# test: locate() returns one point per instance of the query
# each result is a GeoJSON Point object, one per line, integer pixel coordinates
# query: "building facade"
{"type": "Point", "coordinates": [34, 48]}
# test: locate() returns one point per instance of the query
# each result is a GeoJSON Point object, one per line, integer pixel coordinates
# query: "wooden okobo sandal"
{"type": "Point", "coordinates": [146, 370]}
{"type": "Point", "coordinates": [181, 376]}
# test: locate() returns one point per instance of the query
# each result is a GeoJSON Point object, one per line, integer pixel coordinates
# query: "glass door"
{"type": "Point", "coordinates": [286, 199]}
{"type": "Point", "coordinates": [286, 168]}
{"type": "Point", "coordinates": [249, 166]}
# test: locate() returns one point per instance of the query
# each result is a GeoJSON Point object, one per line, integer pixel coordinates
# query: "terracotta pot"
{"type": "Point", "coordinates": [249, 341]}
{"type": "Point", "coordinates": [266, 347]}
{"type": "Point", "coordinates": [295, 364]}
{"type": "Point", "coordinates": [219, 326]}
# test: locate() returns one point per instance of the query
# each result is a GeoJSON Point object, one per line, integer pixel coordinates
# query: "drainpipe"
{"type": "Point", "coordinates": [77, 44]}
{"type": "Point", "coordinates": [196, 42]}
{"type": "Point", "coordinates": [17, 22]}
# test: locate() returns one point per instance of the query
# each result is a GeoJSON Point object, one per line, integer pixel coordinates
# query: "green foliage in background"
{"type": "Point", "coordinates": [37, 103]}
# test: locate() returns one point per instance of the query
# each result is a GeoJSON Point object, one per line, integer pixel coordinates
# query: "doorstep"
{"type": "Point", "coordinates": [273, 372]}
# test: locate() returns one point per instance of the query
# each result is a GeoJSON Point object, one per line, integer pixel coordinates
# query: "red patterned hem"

▬▬▬▬▬▬▬▬▬▬

Return every line of the material above unchanged, character for character, from the first line to the last.

Answer for this exercise>
# test: locate() returns one point per instance of the query
# each result is a GeoJSON Point object, one per line, integer pixel coordinates
# query: "building facade"
{"type": "Point", "coordinates": [34, 48]}
# test: locate() returns one point per instance of the query
# each result is a GeoJSON Point object, one per line, integer pixel coordinates
# query: "wooden okobo sandal"
{"type": "Point", "coordinates": [146, 370]}
{"type": "Point", "coordinates": [181, 376]}
# test: locate() returns one point per instance of the query
# each result is a GeoJSON Point object, one per line, integer pixel coordinates
# query: "glass door"
{"type": "Point", "coordinates": [286, 199]}
{"type": "Point", "coordinates": [286, 168]}
{"type": "Point", "coordinates": [249, 166]}
# test: locate() returns one point per instance of the query
# each result is a GeoJSON Point object, one per line, integer pixel coordinates
# query: "terracotta pot"
{"type": "Point", "coordinates": [249, 341]}
{"type": "Point", "coordinates": [266, 347]}
{"type": "Point", "coordinates": [295, 364]}
{"type": "Point", "coordinates": [219, 326]}
# test: locate() returns one point per instance of the query
# each result is a GeoJSON Point object, one per line, integer pixel coordinates
# query: "drainpipe"
{"type": "Point", "coordinates": [77, 44]}
{"type": "Point", "coordinates": [196, 42]}
{"type": "Point", "coordinates": [17, 22]}
# test: locate() returns one point per instance of the query
# each result is a GeoJSON Point object, one per line, integer pixel coordinates
# query: "green foliage in background"
{"type": "Point", "coordinates": [37, 103]}
# test: locate() returns one point per instance of the query
# each result is a GeoJSON Point object, one per line, integer pixel coordinates
# query: "doorstep"
{"type": "Point", "coordinates": [273, 372]}
# test: locate() returns one point per instance of the query
# each result is a GeoJSON Point object, one per line, integer pixel coordinates
# query: "red patterned hem"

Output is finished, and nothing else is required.